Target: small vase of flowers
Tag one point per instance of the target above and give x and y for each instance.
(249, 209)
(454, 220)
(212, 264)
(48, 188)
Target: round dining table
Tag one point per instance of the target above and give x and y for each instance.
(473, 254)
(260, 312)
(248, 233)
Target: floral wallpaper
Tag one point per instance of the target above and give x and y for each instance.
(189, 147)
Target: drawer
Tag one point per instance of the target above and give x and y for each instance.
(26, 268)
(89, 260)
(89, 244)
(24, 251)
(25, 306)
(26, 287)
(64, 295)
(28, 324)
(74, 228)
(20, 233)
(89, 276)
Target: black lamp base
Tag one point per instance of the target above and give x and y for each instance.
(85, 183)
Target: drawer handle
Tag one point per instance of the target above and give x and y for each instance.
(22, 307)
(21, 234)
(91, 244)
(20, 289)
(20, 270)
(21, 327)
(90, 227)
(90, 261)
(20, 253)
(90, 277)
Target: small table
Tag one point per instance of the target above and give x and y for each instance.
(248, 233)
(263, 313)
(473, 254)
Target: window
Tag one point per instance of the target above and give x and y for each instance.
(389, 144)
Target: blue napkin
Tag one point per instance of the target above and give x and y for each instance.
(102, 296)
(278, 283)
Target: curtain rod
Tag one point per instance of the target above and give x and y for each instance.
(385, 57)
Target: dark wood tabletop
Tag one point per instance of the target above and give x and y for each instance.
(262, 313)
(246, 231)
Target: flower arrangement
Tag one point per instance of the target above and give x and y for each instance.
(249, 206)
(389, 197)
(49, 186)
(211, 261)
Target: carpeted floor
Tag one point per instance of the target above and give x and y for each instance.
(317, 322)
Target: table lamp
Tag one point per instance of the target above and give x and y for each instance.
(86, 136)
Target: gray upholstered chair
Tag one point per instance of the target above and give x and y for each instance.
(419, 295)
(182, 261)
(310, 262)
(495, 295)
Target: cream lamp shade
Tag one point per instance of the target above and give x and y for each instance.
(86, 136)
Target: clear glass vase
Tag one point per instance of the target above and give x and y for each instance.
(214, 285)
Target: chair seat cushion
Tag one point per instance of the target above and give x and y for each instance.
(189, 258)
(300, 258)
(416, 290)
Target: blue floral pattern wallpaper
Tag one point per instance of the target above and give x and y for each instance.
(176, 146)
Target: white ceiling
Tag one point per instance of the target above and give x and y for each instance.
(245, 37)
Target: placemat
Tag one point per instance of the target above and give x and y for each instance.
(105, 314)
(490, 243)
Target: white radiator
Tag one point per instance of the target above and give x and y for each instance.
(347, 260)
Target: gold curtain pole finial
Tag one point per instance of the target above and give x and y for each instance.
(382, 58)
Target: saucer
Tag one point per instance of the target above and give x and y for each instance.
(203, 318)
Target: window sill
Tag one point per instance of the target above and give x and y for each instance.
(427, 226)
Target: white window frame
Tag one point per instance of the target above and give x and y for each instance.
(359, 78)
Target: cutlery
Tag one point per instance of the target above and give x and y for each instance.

Given request: Exactly as written, give again every line from the one containing "Target: table lamp" through the last line of the material above, and no other lines.

Answer for the task:
Target: table lamp
Tag one point per instance of the target above and give x and y for each instance.
(86, 136)
Target: gray upholstered chair
Tag one point per instance of the target above and give x and y for each instance.
(419, 295)
(182, 261)
(310, 262)
(495, 295)
Target: cream lamp shade
Tag one point per instance of the target above and give x and y for each instance.
(86, 136)
Target: clear glass vase
Tag one point per instance of the target above and give x and y for each instance.
(214, 285)
Target: chair seat cushion
Tag one point per instance of the target above and give x and y for each instance.
(189, 258)
(300, 258)
(416, 290)
Target: blue floral pattern wallpaper
Tag one point per instance of the target above and give x and y for each instance.
(176, 146)
Target: white ceiling
Tag one point per instance of the target above and give x and y for each instance.
(245, 37)
Target: placemat
Tag one point per instance of the target above and give x and y for each instance.
(105, 314)
(490, 243)
Target: white radiator
Tag one point per instance of the target above and give x and y for each instance.
(347, 260)
Target: gold curtain pole finial
Tag one point per instance of the target above and give x and y for each instance.
(382, 58)
Target: saucer
Tag one point per instance of the target above and give x and y for each instance.
(203, 318)
Target: window sill
Tag one point per instance of the target above and give x and y for each instance.
(427, 226)
Target: white window frame
Tag one point per instance of the target above and give x and y for each instance.
(359, 78)
Target: cutlery
Tag one point per instance of the target above and give x and y for each instance.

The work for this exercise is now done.